▶ [EXERCISE GOAL]:
Echo the items word for word, from their first line through the line containing "Give the mask", inclusive.

▶ [MATERIAL SUPPLIED]:
>>>
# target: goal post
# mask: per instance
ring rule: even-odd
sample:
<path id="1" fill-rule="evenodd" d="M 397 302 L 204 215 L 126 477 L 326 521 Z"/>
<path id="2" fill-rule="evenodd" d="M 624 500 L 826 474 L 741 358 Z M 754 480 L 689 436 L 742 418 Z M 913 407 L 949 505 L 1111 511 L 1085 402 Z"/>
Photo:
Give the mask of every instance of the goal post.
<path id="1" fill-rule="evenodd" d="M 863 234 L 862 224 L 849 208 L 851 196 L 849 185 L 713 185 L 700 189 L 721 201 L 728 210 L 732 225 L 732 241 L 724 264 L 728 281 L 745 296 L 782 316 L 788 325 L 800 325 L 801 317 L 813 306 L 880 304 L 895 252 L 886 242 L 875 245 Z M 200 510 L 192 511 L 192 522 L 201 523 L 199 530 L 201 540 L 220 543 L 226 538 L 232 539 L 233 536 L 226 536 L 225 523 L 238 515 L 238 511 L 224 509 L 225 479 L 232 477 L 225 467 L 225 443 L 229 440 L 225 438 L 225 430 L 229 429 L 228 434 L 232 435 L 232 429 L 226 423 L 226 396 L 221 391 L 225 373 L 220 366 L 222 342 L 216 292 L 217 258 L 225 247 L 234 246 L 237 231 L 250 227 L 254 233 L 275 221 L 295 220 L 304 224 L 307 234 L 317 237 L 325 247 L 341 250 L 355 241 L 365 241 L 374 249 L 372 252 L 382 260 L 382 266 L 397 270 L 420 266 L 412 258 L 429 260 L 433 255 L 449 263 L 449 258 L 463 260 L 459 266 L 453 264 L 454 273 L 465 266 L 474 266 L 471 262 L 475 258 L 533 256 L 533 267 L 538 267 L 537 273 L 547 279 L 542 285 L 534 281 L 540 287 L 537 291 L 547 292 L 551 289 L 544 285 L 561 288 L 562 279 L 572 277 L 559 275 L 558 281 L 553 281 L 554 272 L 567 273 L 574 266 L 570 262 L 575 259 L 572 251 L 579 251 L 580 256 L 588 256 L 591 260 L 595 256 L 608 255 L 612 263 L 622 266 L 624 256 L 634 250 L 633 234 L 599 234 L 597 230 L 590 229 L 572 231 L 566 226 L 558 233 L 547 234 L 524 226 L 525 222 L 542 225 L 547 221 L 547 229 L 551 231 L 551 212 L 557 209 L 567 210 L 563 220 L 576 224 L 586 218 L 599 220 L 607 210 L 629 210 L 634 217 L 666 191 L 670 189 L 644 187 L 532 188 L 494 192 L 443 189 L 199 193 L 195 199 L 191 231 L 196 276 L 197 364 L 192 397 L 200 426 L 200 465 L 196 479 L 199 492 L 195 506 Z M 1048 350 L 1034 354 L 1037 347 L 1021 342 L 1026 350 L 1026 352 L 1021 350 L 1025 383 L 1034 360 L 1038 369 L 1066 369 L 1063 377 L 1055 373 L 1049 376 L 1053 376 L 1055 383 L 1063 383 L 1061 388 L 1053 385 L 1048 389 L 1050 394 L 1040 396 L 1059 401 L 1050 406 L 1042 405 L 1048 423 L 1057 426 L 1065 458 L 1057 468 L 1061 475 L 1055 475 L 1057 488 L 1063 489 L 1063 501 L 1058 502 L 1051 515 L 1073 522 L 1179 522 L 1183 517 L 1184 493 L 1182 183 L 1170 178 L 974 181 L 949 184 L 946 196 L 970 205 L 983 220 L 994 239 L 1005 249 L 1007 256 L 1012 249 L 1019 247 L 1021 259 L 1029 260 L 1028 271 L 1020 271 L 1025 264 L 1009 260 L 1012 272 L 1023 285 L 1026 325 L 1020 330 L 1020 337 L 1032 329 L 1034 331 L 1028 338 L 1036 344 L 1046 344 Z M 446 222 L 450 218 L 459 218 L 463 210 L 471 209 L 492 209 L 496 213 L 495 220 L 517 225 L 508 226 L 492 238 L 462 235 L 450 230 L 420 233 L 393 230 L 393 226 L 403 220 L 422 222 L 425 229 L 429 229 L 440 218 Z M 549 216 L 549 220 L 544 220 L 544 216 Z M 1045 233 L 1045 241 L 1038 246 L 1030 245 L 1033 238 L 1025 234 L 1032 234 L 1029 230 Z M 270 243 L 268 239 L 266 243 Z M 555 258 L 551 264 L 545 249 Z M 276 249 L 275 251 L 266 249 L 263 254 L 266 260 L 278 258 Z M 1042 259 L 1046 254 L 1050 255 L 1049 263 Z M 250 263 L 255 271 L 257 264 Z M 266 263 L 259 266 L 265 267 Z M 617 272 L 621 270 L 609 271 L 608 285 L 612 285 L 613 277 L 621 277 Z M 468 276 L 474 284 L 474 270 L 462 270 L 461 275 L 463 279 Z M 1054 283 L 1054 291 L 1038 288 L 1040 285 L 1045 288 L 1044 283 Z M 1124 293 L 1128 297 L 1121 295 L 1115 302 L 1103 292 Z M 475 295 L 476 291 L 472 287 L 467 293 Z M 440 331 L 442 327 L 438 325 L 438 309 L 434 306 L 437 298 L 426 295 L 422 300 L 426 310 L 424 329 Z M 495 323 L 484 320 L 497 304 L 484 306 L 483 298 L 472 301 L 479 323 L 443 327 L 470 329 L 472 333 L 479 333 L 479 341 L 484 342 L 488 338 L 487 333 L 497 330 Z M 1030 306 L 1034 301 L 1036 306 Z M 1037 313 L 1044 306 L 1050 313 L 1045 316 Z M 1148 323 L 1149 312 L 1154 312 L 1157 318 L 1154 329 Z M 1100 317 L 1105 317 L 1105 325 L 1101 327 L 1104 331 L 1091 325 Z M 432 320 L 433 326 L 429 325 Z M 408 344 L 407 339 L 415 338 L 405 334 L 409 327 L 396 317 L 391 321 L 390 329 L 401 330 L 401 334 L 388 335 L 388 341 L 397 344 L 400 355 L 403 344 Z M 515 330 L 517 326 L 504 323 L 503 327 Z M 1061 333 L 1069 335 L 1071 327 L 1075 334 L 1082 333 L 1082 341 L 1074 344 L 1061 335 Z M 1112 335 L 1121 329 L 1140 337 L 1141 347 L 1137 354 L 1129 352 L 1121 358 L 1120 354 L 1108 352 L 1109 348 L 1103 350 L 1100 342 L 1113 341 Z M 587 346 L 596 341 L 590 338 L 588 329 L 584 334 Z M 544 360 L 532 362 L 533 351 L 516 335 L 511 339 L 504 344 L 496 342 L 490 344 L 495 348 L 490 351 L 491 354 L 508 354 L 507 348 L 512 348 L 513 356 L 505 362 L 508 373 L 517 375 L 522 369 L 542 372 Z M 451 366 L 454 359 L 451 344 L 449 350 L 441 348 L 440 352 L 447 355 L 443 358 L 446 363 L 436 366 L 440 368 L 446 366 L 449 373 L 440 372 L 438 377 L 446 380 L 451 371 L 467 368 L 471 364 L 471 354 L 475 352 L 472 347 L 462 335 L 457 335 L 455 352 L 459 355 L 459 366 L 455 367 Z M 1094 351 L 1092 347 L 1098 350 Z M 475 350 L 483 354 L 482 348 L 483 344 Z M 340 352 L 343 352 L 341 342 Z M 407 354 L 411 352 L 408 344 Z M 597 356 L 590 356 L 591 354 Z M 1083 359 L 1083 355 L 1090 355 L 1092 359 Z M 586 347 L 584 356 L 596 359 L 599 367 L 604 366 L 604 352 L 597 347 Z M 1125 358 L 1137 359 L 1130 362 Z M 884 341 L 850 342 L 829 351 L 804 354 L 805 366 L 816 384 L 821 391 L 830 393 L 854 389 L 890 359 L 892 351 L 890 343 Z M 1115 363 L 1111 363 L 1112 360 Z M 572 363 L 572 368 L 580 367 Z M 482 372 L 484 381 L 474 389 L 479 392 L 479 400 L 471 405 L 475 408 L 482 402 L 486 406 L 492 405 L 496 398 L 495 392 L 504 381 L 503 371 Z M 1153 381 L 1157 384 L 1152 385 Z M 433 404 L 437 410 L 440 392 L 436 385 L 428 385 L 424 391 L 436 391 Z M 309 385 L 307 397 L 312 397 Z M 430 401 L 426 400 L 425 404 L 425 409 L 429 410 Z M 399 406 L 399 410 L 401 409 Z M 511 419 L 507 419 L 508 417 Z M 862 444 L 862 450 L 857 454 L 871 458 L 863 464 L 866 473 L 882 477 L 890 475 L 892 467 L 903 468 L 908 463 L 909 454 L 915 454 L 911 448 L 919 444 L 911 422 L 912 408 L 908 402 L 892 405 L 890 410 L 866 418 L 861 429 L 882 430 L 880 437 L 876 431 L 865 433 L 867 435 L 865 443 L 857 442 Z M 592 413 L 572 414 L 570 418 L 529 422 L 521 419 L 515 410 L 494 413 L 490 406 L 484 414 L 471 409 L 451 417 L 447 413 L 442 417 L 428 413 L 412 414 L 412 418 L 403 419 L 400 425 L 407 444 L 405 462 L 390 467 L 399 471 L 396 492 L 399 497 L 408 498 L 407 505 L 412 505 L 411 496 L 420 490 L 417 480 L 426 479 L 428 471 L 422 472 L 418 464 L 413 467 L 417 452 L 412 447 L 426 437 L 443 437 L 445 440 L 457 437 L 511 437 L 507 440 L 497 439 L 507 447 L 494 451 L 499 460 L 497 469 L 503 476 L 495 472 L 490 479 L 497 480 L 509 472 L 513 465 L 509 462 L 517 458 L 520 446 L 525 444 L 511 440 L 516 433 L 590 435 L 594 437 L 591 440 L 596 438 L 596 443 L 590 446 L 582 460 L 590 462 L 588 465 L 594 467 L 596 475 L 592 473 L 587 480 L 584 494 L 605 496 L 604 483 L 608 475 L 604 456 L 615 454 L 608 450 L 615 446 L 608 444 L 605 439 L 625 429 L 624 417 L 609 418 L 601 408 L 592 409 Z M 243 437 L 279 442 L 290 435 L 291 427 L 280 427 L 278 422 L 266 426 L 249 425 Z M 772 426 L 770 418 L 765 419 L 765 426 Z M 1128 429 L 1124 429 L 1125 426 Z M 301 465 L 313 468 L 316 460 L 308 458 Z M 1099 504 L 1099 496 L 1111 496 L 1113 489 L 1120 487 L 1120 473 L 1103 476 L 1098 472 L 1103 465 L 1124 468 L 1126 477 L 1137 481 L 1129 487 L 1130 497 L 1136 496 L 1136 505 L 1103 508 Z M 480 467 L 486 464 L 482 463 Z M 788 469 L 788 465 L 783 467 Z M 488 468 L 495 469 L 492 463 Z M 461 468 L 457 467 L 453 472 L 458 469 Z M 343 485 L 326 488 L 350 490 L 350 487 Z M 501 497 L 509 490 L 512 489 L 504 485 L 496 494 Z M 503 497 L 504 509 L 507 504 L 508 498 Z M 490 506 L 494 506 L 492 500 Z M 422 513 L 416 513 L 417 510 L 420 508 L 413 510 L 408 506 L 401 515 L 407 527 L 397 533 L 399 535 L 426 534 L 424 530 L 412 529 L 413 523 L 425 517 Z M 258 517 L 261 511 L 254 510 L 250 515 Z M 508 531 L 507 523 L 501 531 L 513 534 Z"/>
<<<
▶ [CORRECT ANSWER]:
# target: goal post
# mask: per instance
ring rule: even-odd
sample:
<path id="1" fill-rule="evenodd" d="M 397 302 L 204 215 L 126 477 L 326 521 Z"/>
<path id="2" fill-rule="evenodd" d="M 624 500 L 826 474 L 741 358 Z M 754 480 L 689 436 L 742 418 Z M 913 407 L 949 505 L 1111 511 L 1085 402 Z"/>
Photo:
Give the mask of every instance of the goal post.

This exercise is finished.